__WRITTEN INSTRUCTION__
Render every line of the entries below as a JSON list of strings, one string per line, with blank lines omitted. Leave the pictures out of the list.

(Object pointing entries for photos)
* * * * *

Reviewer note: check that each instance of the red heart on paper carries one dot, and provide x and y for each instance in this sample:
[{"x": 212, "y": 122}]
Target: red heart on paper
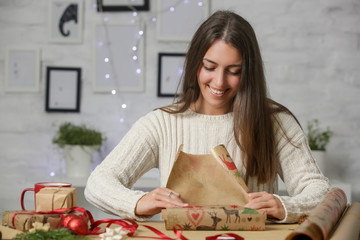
[{"x": 195, "y": 215}]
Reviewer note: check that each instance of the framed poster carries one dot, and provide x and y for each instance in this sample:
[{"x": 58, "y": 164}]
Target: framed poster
[
  {"x": 63, "y": 89},
  {"x": 65, "y": 21},
  {"x": 170, "y": 71},
  {"x": 122, "y": 5},
  {"x": 22, "y": 69},
  {"x": 172, "y": 15},
  {"x": 119, "y": 58}
]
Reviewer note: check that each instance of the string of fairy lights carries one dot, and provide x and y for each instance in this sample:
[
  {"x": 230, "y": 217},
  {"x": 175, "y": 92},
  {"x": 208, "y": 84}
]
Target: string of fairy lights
[{"x": 136, "y": 17}]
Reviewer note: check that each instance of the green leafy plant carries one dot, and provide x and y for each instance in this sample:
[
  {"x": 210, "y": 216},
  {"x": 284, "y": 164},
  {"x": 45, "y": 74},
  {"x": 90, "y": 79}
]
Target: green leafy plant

* * * * *

__SOLUTION TO THIS PROBLEM__
[
  "Reviewer note: check that each instance of the red heart on paper carries one dot, and provide x and y for each instance in this sample:",
  "[{\"x\": 212, \"y\": 122}]",
  "Target: red heart on paper",
  "[{\"x\": 195, \"y\": 215}]",
  "Reviewer note: check that each instance of the framed poster carries one dot, and provide x and y for each instance in this sample:",
  "[{\"x\": 58, \"y\": 164}]",
  "Target: framed poster",
  "[",
  "  {\"x\": 63, \"y\": 89},",
  "  {\"x\": 65, \"y\": 21},",
  "  {\"x\": 170, \"y\": 71},",
  "  {\"x\": 122, \"y\": 5},",
  "  {\"x\": 22, \"y\": 69},",
  "  {\"x\": 172, \"y\": 15},",
  "  {\"x\": 119, \"y\": 58}",
  "]",
  "Reviewer note: check that each instance of the string of fairy lights carries one dot, and provide x and y for each instance in this sample:",
  "[",
  "  {\"x\": 230, \"y\": 217},",
  "  {\"x\": 175, \"y\": 92},",
  "  {\"x\": 208, \"y\": 84}",
  "]",
  "Target: string of fairy lights",
  "[{\"x\": 136, \"y\": 17}]",
  "Reviewer note: check that each instance of the green leafy plant carries one dot, and provide x and y for each instance in this sample:",
  "[",
  "  {\"x\": 210, \"y\": 216},",
  "  {\"x\": 284, \"y\": 164},",
  "  {\"x\": 45, \"y\": 74},",
  "  {\"x\": 90, \"y\": 79}",
  "]",
  "Target: green leafy plant"
]